Data excerpts:
________________________

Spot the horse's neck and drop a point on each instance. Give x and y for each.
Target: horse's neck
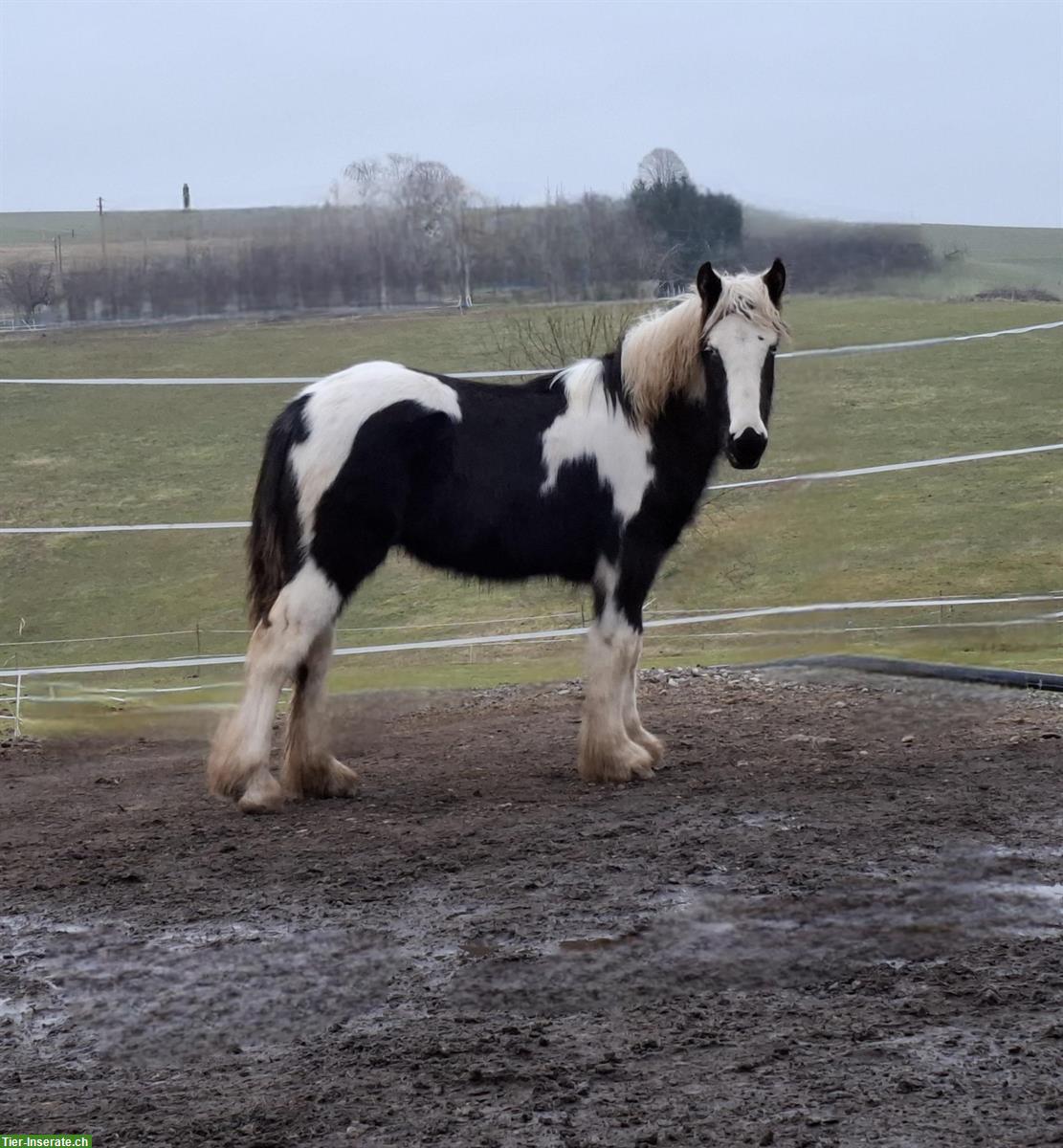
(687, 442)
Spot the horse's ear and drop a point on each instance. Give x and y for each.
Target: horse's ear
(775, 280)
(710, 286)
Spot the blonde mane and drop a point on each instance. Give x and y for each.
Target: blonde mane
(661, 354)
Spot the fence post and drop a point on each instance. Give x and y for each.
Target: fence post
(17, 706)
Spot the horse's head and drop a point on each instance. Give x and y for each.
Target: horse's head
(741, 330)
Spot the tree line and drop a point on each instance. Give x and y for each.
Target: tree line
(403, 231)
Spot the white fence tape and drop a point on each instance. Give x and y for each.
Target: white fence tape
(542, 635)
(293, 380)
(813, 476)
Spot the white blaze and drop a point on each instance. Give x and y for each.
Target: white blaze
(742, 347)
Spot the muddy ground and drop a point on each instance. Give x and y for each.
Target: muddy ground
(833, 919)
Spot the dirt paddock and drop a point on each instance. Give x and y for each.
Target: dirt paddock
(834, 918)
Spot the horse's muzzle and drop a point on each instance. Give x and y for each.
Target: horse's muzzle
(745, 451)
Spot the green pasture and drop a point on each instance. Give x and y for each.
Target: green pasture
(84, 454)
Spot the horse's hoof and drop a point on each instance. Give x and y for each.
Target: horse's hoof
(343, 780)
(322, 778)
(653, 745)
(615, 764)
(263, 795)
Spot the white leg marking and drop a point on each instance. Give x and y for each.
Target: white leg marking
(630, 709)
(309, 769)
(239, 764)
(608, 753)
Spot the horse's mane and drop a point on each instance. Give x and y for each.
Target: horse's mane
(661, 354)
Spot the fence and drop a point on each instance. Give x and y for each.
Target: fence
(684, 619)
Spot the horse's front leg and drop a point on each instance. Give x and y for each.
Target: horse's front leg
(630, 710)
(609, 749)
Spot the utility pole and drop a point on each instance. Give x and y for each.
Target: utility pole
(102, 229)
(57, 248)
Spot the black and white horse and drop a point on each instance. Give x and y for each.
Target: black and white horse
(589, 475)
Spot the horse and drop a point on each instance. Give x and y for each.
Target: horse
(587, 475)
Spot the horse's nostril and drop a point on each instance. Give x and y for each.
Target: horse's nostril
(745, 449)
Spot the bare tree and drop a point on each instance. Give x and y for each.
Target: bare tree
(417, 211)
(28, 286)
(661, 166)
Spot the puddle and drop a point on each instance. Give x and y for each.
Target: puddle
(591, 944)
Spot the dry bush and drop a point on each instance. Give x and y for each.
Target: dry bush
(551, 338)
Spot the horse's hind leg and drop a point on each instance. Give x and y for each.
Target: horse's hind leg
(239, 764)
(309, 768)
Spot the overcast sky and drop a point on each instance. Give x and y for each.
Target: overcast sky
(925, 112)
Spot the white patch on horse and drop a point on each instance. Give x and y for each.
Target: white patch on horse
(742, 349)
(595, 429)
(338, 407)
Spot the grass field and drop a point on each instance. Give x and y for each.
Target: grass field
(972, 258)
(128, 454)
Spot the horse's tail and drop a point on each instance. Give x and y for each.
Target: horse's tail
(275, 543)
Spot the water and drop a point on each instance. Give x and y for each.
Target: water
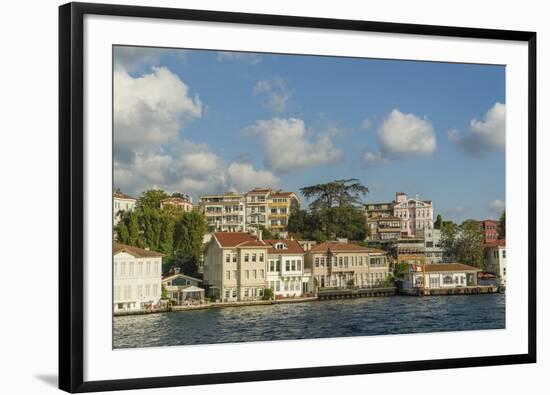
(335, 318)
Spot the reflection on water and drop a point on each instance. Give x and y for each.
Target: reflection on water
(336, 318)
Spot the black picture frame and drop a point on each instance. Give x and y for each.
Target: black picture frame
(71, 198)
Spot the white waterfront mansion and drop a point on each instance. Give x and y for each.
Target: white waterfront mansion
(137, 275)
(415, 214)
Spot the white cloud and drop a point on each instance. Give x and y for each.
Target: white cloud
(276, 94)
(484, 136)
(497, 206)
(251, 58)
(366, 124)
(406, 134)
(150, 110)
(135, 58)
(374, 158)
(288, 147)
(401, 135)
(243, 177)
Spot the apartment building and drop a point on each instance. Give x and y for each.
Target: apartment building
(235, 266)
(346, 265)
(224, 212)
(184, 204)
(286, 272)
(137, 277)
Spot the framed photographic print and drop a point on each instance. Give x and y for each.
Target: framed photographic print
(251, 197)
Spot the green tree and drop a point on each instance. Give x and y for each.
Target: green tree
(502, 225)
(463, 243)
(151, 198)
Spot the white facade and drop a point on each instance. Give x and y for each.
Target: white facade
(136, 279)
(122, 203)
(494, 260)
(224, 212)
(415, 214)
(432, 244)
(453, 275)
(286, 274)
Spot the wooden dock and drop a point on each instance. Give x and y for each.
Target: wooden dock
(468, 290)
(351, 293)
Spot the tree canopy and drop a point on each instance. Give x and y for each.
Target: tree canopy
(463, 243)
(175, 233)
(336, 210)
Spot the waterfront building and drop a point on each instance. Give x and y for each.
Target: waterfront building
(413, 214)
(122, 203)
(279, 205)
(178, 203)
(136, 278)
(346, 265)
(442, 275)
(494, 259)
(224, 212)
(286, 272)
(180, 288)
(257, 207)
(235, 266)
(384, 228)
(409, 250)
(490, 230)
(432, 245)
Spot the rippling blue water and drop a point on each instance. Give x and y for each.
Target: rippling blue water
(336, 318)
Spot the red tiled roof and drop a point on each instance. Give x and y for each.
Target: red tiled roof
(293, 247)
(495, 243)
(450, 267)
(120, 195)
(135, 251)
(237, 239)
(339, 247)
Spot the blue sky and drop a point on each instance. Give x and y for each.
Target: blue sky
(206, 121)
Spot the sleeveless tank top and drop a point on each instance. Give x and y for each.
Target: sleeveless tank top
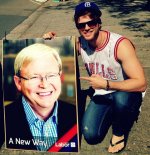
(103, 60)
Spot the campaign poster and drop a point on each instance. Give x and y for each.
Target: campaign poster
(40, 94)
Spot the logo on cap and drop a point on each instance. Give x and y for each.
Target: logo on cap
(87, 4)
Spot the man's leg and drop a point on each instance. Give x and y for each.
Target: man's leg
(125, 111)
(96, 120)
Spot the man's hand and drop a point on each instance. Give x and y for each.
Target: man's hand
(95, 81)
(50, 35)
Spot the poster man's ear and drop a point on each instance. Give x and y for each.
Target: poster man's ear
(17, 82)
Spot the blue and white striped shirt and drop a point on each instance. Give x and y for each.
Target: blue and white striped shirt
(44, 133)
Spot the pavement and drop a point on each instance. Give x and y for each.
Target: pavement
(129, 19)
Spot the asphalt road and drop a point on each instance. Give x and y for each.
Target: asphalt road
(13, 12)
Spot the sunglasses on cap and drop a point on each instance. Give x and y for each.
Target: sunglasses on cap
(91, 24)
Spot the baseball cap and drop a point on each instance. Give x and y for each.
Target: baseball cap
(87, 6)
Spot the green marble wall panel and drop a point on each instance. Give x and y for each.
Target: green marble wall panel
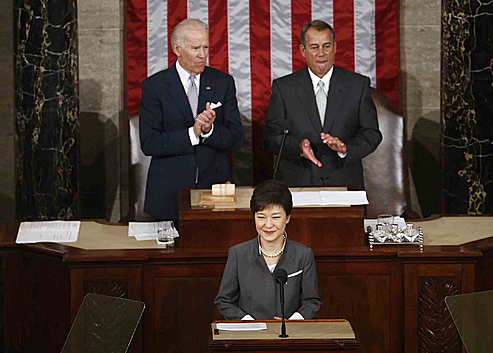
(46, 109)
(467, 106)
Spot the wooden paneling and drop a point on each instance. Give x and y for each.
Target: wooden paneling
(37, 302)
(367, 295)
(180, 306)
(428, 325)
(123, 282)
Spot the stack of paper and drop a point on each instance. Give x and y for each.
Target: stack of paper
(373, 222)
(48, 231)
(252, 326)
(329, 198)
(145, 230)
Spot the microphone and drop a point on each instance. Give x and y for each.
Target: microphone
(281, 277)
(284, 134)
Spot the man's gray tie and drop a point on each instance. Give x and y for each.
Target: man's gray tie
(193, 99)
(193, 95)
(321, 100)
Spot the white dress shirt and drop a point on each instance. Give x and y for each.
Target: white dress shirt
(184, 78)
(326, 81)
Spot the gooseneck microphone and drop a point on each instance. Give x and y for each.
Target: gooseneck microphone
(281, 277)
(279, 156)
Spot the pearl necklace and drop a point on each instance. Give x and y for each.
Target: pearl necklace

________________________

Assigned task:
Which lines of the entries above contain the word "necklace"? Copy each of them.

The answer:
Spot the pearl necklace and drop a point on each instance. Give x and y for each.
Target: pearl necklace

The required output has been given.